Support is a response that indicates an interest in or an understanding of the patient. Supportive remarks promote a feeling of security in the doctor-patient relationship. A supportive response might be ''I understand.'' An important time to use support is immediately after a patient has expressed strong feelings. The use of support when a patient suddenly begins to cry strengthens the doctor-patient relationship. Two important subgroups of support are reassurance and empathy.
Reassurance is a response that conveys to the patient that the interviewer understands what has been expressed. It may also indicate that the interviewer approves of something the patient has done or thought. It can be a powerful tool, but false reassurance can be devastating. Examples of reassurance are the following:
' 'That's wonderful! I'm delighted that you started in the rehabilitation program at the hospital.'' ''You're improving steadily.'' ''That's great that you were able to stop smoking.''
The use of reassurance is particularly helpful when the patient seems upset or frightened. Reassurance must always be based on fact.
Empathy is a response that recognizes the patient's feeling and does not criticize it. It is understanding, not an emotional state of sympathy. The empathetic response is saying, ''I hear what you're saying.'' The use of empathy can strengthen the doctor-patient relationship and allow the interview to flow smoothly. Examples of empathy are the following:
' 'I'm sure your daughter's problem has given you much anxiety.'' ' 'The death of someone so close to you is hard to take.'' ' 'I guess this has been kind of a silent fear all your life.'' ''You must have been very sad.''
' 'I know it's not easy for you. I'm delighted to see that you're trying to eat everything on your tray.'' ''That's wonderful that you have stopped smoking.''
The last two examples illustrate an important point: giving credit to patients to encourage their role in their own improvement.

Entries shown:
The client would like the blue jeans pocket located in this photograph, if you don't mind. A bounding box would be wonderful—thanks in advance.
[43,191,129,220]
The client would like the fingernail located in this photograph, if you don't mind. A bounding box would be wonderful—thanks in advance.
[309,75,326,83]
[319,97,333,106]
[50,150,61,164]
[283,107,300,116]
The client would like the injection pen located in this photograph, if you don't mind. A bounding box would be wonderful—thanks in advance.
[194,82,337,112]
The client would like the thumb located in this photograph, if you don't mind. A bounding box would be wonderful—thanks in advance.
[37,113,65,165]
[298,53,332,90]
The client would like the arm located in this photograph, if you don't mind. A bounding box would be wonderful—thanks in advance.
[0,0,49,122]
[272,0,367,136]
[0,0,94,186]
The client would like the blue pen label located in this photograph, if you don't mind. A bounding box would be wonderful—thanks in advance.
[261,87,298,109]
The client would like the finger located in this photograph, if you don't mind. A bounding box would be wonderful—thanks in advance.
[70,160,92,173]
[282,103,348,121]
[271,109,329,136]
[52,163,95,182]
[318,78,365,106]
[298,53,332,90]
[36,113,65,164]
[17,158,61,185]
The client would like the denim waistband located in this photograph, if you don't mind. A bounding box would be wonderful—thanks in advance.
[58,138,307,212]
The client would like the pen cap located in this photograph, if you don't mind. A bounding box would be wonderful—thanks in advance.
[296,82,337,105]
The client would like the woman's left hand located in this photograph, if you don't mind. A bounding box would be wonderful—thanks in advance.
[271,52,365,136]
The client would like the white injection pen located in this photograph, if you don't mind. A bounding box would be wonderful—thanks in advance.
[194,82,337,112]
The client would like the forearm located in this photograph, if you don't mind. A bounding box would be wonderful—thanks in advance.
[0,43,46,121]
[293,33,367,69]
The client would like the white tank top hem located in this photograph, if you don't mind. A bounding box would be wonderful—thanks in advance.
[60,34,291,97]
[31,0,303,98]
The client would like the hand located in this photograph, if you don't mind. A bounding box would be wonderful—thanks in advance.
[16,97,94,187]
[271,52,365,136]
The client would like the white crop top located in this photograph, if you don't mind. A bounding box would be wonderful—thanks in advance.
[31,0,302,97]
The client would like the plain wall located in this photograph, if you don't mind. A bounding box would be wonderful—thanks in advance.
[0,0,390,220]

Exercise tasks:
1 - Reproduce the passage on supportive responses between "Empathy is a" and "their own improvement.", inclusive.
2 - Condense the paragraph of the passage on supportive responses that begins "Support is a response" into a shorter version that keeps its main facts.

Expected results:
1 -
Empathy is a response that recognizes the patient's feeling and does not criticize it. It is understanding, not an emotional state of sympathy. The empathetic response is saying, ''I hear what you're saying.'' The use of empathy can strengthen the doctor-patient relationship and allow the interview to flow smoothly. Examples of empathy are the following:
' 'I'm sure your daughter's problem has given you much anxiety.'' ' 'The death of someone so close to you is hard to take.'' ' 'I guess this has been kind of a silent fear all your life.'' ''You must have been very sad.''
' 'I know it's not easy for you. I'm delighted to see that you're trying to eat everything on your tray.'' ''That's wonderful that you have stopped smoking.''
The last two examples illustrate an important point: giving credit to patients to encourage their role in their own improvement.

2 - Support shows interest in or understanding of the patient, as in "I understand," and makes the patient feel secure in the doctor-patient relationship. It is especially important right after a patient expresses strong feelings. Offering support when a patient suddenly cries strengthens the relationship. Its two main subgroups are reassurance and empathy.